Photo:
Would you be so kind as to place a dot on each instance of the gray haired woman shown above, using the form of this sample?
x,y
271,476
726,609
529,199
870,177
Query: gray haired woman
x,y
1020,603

*****

** Instruction **
Copy the listing above line for line, without any changes.

** Written answer **
Photo:
Would you be so kind as to place a dot on each instance of the gray haired woman shown above, using the form of this sample?
x,y
271,476
726,609
529,199
870,177
Query: gray haired woman
x,y
1020,603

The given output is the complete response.